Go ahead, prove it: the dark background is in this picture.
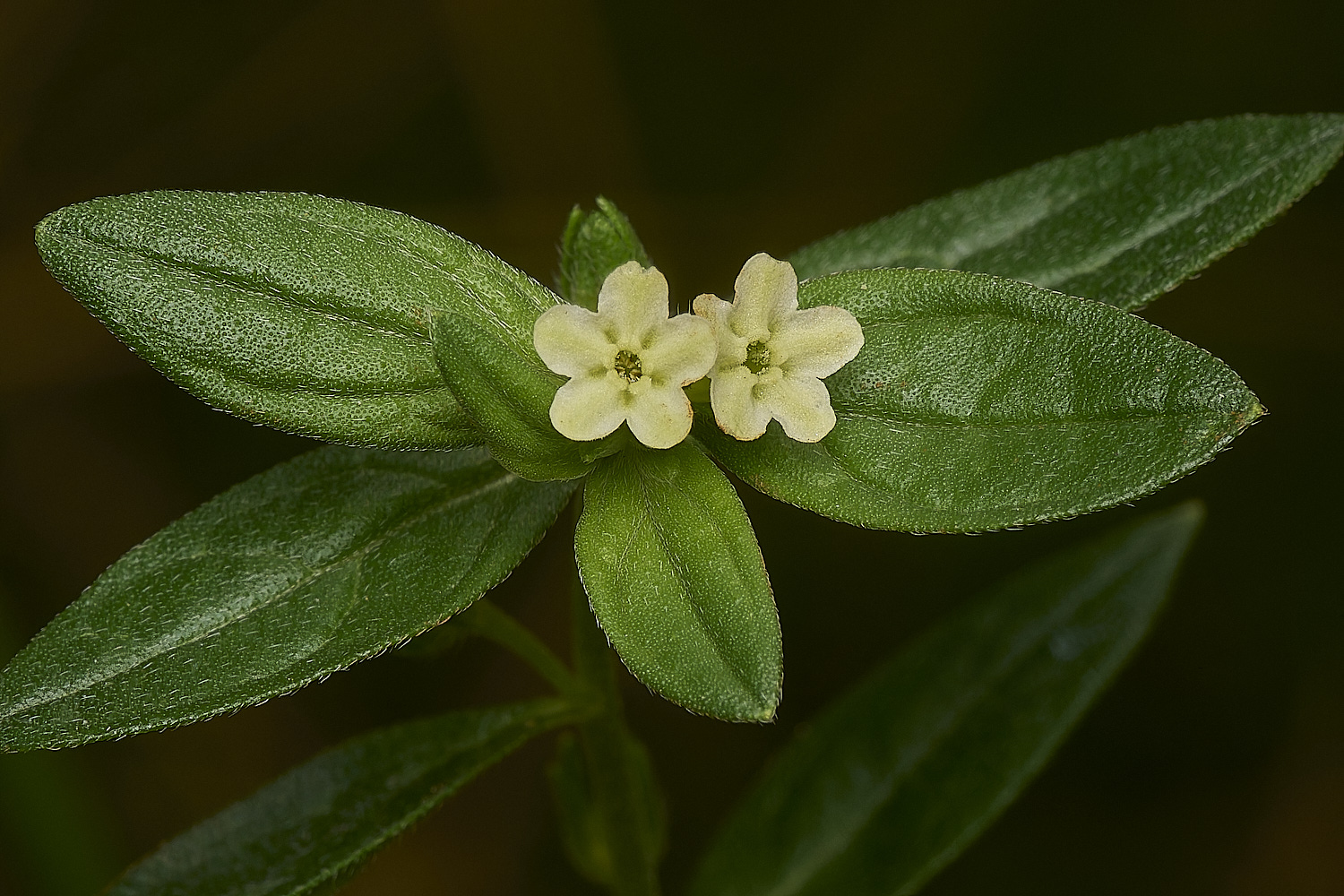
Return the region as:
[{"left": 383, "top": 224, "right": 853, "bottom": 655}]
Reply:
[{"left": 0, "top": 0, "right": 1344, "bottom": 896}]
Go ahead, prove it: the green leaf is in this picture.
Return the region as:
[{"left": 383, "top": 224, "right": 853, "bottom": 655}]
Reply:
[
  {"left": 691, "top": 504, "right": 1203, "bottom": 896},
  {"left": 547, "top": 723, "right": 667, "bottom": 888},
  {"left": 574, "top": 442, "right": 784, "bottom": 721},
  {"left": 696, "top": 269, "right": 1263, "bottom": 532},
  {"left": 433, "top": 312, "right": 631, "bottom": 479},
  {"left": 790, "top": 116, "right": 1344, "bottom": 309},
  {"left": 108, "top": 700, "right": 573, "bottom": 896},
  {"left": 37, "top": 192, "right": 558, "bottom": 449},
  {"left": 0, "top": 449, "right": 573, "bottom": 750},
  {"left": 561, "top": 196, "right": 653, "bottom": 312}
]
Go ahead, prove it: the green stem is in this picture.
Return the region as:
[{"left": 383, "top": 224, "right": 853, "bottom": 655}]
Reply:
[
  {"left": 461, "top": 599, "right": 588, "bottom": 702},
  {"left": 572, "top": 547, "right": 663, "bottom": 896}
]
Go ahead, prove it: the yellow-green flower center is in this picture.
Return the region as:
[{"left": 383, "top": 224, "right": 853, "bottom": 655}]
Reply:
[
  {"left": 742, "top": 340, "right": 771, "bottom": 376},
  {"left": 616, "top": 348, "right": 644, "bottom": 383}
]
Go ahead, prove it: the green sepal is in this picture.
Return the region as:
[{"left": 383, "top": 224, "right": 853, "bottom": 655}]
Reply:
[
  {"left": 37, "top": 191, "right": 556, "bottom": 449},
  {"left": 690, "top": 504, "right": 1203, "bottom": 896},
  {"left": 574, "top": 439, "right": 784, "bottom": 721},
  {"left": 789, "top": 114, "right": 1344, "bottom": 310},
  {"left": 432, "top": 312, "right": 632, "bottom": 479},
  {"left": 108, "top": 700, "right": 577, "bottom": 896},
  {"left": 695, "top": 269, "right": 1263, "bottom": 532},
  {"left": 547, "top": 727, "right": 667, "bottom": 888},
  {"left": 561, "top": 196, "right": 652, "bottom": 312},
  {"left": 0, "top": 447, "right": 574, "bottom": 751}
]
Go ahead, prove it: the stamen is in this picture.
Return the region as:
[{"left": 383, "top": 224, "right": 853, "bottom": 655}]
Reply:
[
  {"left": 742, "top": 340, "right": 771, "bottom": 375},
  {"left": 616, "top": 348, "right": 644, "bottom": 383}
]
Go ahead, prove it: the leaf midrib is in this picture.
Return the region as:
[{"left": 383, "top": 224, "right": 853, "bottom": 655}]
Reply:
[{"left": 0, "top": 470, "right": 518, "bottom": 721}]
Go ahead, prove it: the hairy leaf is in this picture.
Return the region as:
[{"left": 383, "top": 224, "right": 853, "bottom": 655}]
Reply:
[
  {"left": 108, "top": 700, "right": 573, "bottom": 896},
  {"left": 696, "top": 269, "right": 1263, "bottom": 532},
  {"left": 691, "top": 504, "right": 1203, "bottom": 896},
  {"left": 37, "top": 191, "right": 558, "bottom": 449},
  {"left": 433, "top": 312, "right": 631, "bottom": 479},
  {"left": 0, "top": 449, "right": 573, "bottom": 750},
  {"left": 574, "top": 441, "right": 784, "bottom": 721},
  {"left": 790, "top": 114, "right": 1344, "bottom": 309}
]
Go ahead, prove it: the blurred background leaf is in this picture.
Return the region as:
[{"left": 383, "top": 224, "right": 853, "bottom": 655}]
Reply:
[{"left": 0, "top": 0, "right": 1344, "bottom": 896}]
━━━━━━━━━━━━━━━━━━━━
_Requirement_.
Reproduce all of the data above word for word, leaving out the pictures.

_Correct response_.
Go ahead, prove it: the dark background is in this picture.
Return the region as:
[{"left": 383, "top": 224, "right": 853, "bottom": 655}]
Reply:
[{"left": 0, "top": 0, "right": 1344, "bottom": 896}]
Go ahead, prove it: the green leaf is in this picture.
Return the region as:
[{"left": 383, "top": 224, "right": 853, "bottom": 655}]
Reply:
[
  {"left": 691, "top": 504, "right": 1203, "bottom": 896},
  {"left": 547, "top": 723, "right": 667, "bottom": 888},
  {"left": 574, "top": 442, "right": 784, "bottom": 721},
  {"left": 696, "top": 269, "right": 1263, "bottom": 532},
  {"left": 433, "top": 312, "right": 631, "bottom": 479},
  {"left": 790, "top": 116, "right": 1344, "bottom": 309},
  {"left": 108, "top": 700, "right": 573, "bottom": 896},
  {"left": 37, "top": 192, "right": 558, "bottom": 449},
  {"left": 0, "top": 449, "right": 573, "bottom": 750},
  {"left": 561, "top": 196, "right": 653, "bottom": 312}
]
Go ahead, prove it: the green stem is in this picture.
Return the region as:
[{"left": 383, "top": 224, "right": 853, "bottom": 655}]
Reply:
[
  {"left": 461, "top": 599, "right": 588, "bottom": 702},
  {"left": 572, "top": 547, "right": 663, "bottom": 896}
]
Go ahead, prove it: the yellow-green flower center is in this picture.
Return the region as:
[{"left": 383, "top": 224, "right": 853, "bottom": 655}]
Reply:
[
  {"left": 742, "top": 340, "right": 771, "bottom": 376},
  {"left": 616, "top": 348, "right": 644, "bottom": 383}
]
Go ahead, prove it: the green sepal is in this picture.
Return the region as:
[{"left": 383, "top": 224, "right": 853, "bottom": 655}]
Reply:
[
  {"left": 37, "top": 191, "right": 556, "bottom": 449},
  {"left": 690, "top": 504, "right": 1203, "bottom": 896},
  {"left": 574, "top": 439, "right": 784, "bottom": 721},
  {"left": 789, "top": 114, "right": 1344, "bottom": 310},
  {"left": 432, "top": 312, "right": 632, "bottom": 479},
  {"left": 108, "top": 700, "right": 577, "bottom": 896},
  {"left": 695, "top": 269, "right": 1263, "bottom": 532},
  {"left": 547, "top": 727, "right": 667, "bottom": 888},
  {"left": 561, "top": 196, "right": 652, "bottom": 312},
  {"left": 0, "top": 447, "right": 574, "bottom": 751}
]
Go ahead, prove it: the stamen is in this picture.
Return the region as:
[{"left": 383, "top": 224, "right": 853, "bottom": 655}]
Reply:
[
  {"left": 742, "top": 340, "right": 771, "bottom": 375},
  {"left": 616, "top": 348, "right": 644, "bottom": 383}
]
Go ahead, prove it: the leaf midrib is in this picture.
Return the region as:
[{"left": 383, "top": 224, "right": 853, "bottom": 655}]
Reply:
[{"left": 0, "top": 470, "right": 518, "bottom": 721}]
Go ahead, prove it: the hairy leaf is in this picture.
Return the region as:
[{"left": 383, "top": 224, "right": 853, "bottom": 655}]
Reply:
[
  {"left": 108, "top": 700, "right": 573, "bottom": 896},
  {"left": 696, "top": 269, "right": 1263, "bottom": 532},
  {"left": 691, "top": 504, "right": 1203, "bottom": 896},
  {"left": 37, "top": 191, "right": 558, "bottom": 449},
  {"left": 433, "top": 312, "right": 631, "bottom": 479},
  {"left": 0, "top": 449, "right": 573, "bottom": 750},
  {"left": 574, "top": 441, "right": 784, "bottom": 721},
  {"left": 790, "top": 114, "right": 1344, "bottom": 309}
]
Go ahead, prove it: the blurred background leaf is in this picture.
Return the region as:
[{"left": 383, "top": 224, "right": 853, "bottom": 655}]
Reply:
[{"left": 0, "top": 0, "right": 1344, "bottom": 896}]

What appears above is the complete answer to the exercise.